**Given text:**
* Begin *

The show's commissioning followed a resurgence of the Black Lives Matter movement after the May 2020 murder of George Floyd. Akingbola said that he did not think audiences had changed substantially since the pilot in 2016, only that "the need to serve them properly has increased exponentially" as the Black Lives Matter movement brought "a spotlight to the lack of inclusion". He criticized the pigeonholing of the programme as a "black show", aiming to disprove that "that black content does not appeal to mainstream audiences". Akingbola said that he hoped to see "non-tokenised shows throughout the year" in future. He said that the crew would "love to have the opportunity" to be renewed for a second series and that the programme "wasn't made just for October".

In June 2021, ITV announced that it had renewed the series for another five episodes, which aired the same October.

A third series of five episodes was filmed at the Riverside Studios in Hammersmith, west London, in June 2022 and broadcast in October of the same year. Akingbola and team captain Chizzy Akudolu returned. Guests include White Yardie, Shaun Wallace, Russell Kane and Verona Rose.

In June 2023, ITV commissioned the programme for a fourth series. It was filmed in July for a November premiere, marking the first time the series fell outside ITV's Black History Month schedule.

==Episodes==
===Pilot (2016)===
The pilot was presented by Jimmy Akingbola, with team captains Chizzy Akudolu and Jo Martin. It aired on ITV2 in the timeslot of 8:30 p.m. on Thursday under the title I'm Sorry, I Didn't Know.

| No. overall | No. in series | Chizzy's Team | Jo's Team | Scores | Original release date |
|---|---|---|---|---|---|
| 1 | 1 | Jimmy James Jones and Paul Chowdhry | Judi Love and Toby Williams | 45–35 | 3 November 2016 |

===Series 1 (2020)===
The first series of four episodes premiered during Black History Month. It aired on ITV on Tuesdays at 10:45 p.m. The host was Jimmy Akingbola and Chizzy Akudolu and Judi Love served as team captains.

* End *

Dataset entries
* Begin *

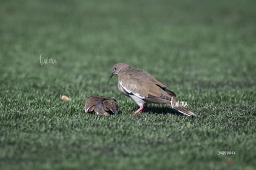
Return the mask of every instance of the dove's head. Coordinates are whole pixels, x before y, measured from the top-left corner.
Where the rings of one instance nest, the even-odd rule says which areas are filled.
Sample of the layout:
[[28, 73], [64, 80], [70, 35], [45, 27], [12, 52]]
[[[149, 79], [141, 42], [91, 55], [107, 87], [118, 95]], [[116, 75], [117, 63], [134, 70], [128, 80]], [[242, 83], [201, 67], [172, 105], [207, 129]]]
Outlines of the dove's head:
[[130, 67], [129, 65], [127, 65], [124, 63], [119, 63], [115, 64], [112, 68], [112, 73], [110, 75], [109, 78], [111, 78], [114, 75], [118, 75], [118, 73], [122, 69], [129, 68], [130, 68]]

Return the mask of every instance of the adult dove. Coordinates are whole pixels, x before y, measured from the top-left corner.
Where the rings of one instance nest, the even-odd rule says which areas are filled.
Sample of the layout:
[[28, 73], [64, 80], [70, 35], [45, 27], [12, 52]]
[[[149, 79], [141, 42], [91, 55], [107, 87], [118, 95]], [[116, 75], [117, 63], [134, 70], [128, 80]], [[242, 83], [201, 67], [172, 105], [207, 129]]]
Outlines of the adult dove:
[[146, 103], [164, 103], [187, 116], [194, 113], [176, 102], [176, 95], [168, 89], [161, 83], [150, 73], [139, 68], [131, 68], [124, 63], [118, 63], [113, 67], [109, 78], [118, 76], [118, 89], [124, 95], [132, 98], [140, 107], [134, 114], [143, 109]]
[[85, 112], [92, 111], [101, 115], [107, 115], [109, 113], [118, 114], [117, 103], [113, 98], [92, 95], [85, 101]]

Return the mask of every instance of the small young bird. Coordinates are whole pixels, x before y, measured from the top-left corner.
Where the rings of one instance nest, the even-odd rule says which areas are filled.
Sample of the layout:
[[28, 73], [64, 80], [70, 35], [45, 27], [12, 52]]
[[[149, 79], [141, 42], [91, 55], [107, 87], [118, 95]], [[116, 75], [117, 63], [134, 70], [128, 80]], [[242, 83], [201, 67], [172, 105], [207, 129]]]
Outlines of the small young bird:
[[85, 101], [85, 112], [92, 111], [101, 115], [118, 114], [118, 105], [113, 98], [92, 95]]
[[195, 116], [194, 113], [176, 102], [176, 95], [168, 89], [161, 83], [150, 73], [129, 65], [119, 63], [113, 67], [109, 78], [118, 76], [118, 89], [124, 95], [132, 98], [140, 108], [134, 112], [138, 114], [146, 103], [165, 103], [187, 116]]

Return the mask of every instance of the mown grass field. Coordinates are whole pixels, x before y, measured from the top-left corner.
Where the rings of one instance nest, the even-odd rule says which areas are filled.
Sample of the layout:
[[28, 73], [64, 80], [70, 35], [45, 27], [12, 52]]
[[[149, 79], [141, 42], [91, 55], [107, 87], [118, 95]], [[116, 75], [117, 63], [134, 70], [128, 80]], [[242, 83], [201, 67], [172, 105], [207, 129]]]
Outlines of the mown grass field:
[[[0, 169], [255, 169], [255, 6], [1, 1]], [[134, 116], [109, 79], [117, 62], [150, 73], [198, 116], [163, 105]], [[120, 114], [85, 113], [93, 94], [116, 98]]]

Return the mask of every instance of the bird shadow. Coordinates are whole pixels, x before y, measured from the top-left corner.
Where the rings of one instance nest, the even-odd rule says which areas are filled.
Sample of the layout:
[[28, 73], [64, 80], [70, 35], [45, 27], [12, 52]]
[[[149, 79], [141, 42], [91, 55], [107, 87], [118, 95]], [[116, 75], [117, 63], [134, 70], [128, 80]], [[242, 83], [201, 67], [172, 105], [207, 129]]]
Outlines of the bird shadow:
[[168, 115], [172, 114], [177, 116], [182, 116], [183, 114], [179, 113], [175, 109], [166, 107], [156, 107], [156, 106], [147, 106], [143, 110], [143, 112], [145, 112], [149, 114], [156, 114], [156, 115]]

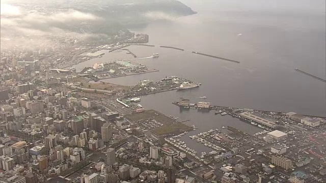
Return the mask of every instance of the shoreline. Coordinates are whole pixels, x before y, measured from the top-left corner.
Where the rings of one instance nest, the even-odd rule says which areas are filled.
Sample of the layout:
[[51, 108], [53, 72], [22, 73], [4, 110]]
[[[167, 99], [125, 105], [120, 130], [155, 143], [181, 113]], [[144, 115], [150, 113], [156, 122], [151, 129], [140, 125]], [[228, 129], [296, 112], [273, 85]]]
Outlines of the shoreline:
[[109, 76], [109, 77], [105, 77], [104, 78], [99, 78], [98, 80], [100, 81], [100, 80], [101, 80], [106, 79], [115, 78], [120, 77], [132, 76], [132, 75], [134, 75], [149, 73], [158, 72], [158, 71], [159, 71], [158, 70], [152, 70], [152, 71], [148, 71], [143, 72], [141, 72], [141, 73], [130, 73], [130, 74], [126, 74], [126, 75], [124, 75]]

* End *

**Task set:**
A: Reproduce word for word the part of the text on the I'm Sorry, I Didn't Know show, everything from "In June 2021, ITV" down to "and Verona Rose.".
B: Please take the text on the I'm Sorry, I Didn't Know show further, picking up where it stops.

**In response:**
A:
In June 2021, ITV announced that it had renewed the series for another five episodes, which aired the same October.

A third series of five episodes was filmed at the Riverside Studios in Hammersmith, west London, in June 2022 and broadcast in October of the same year. Akingbola and team captain Chizzy Akudolu returned. Guests include White Yardie, Shaun Wallace, Russell Kane and Verona Rose.

B:
| No. overall | No. in series | Chizzy's Team | Judi's Team | Winning team | Original release date |
|---|---|---|---|---|---|
| 2 | 1 | Paul Chowdhry and Colin Salmon | Angie Le Mar and Tom Allen | Draw | 6 October 2020 |
| 3 | 2 | Nathan Caton and AJ Odudu | Russell Kane and Verona Rose | Judi | 13 October 2020 |
| 4 | 3 | Humza Arshad and Kerry Godliman | Kojo Anim and Jimmy James Jones | Draw | 20 October 2020 |
| 5 | 4 | Sophie Duker and Toby Williams | Shaun Wallace and Paul Chowdhry | Judi | 27 October 2020 |

===Series 2 (2021)===
As with the first series, the second aired on ITV during Black History Month with Akingbola as presenter and Akudolu and Love as team captains. It was moved to the timeslot of 10:20 p.m. on Sunday.

| No. overall | No. in series | Chizzy's Team | Judi's Team | Winning team | Original release date |
|---|---|---|---|---|---|
| 6 | 1 | Russell Kane and Reginald D. Hunter | Fatiha El-Ghorri and Dane Baptiste | Judi | 3 October 2021 |
| 7 | 2 | Stephen K. Amos and Bethany Black | Eddie Kadi and Kojo Anim | Judi | 10 October 2021 |
| 8 | 3 | Curtis Walker and Humza Arshad | Sikisa and James Acaster | Chizzy | 17 October 2021 |
| 9 | 4 | Shazia Mirza and Kemah Bob | Sara Pascoe and Verona Rose | Chizzy | 24 October 2021 |
| 10 | 5 | Miles Jupp and Paul Chowdhry | Sukh Ojla and Tom Moutchi | Judi | 31 October 2021 |

===Series 3 (2022)===
The third series aired during Black History Month with Akingbola as presenter and Akudolu and Kadi as team captains.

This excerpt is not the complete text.